* _Your instructions_
Rewrite the material below, replacing "tan jacket" with "beige coat" and changing nothing else. Leave the pictures out of your answer.

····················

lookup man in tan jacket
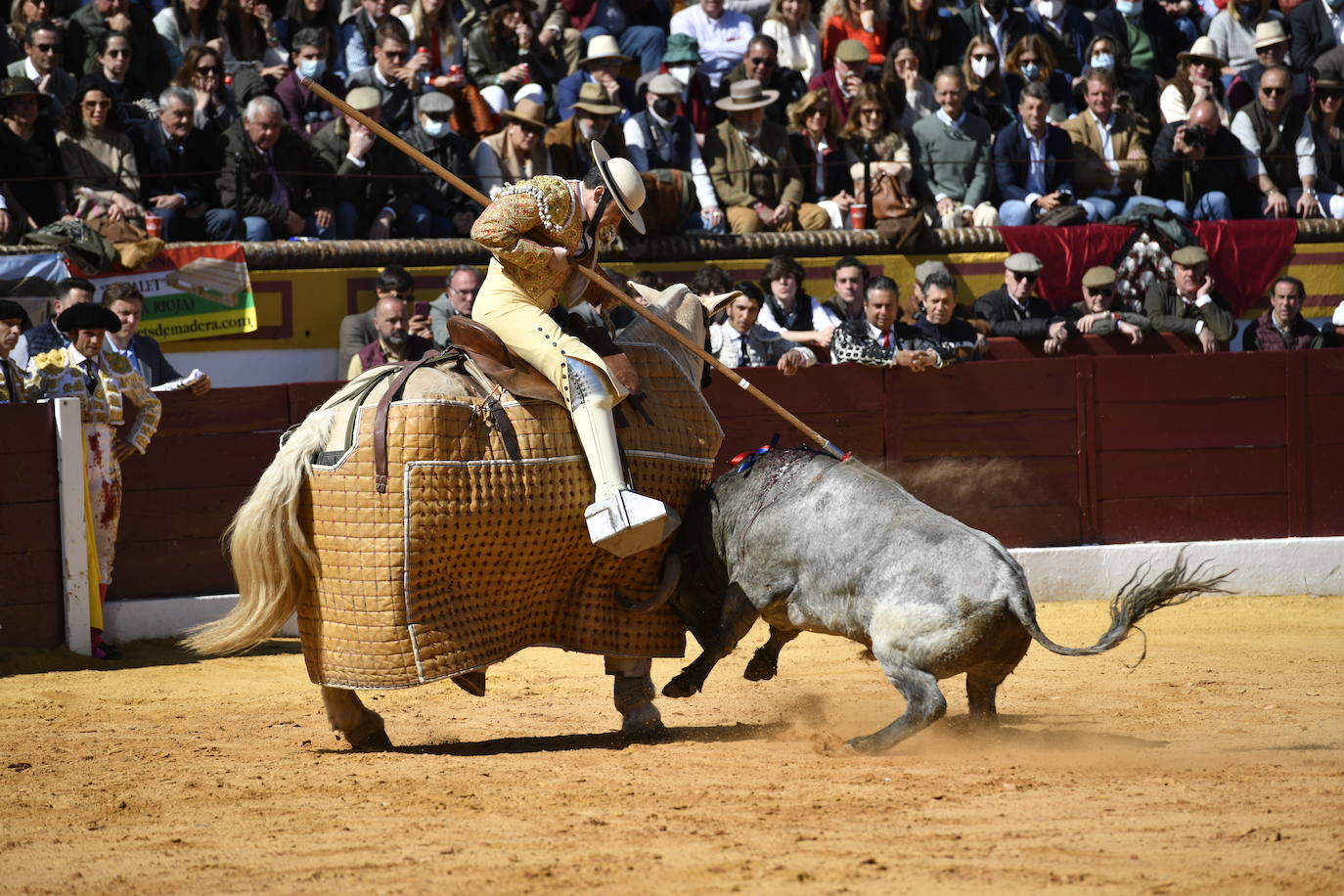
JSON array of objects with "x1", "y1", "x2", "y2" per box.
[
  {"x1": 704, "y1": 79, "x2": 830, "y2": 234},
  {"x1": 1063, "y1": 68, "x2": 1167, "y2": 222}
]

····················

* _Final answer_
lookup man in beige coat
JSON array of objects with "x1", "y1", "x2", "y2" per box.
[
  {"x1": 704, "y1": 79, "x2": 830, "y2": 234},
  {"x1": 1063, "y1": 68, "x2": 1167, "y2": 222}
]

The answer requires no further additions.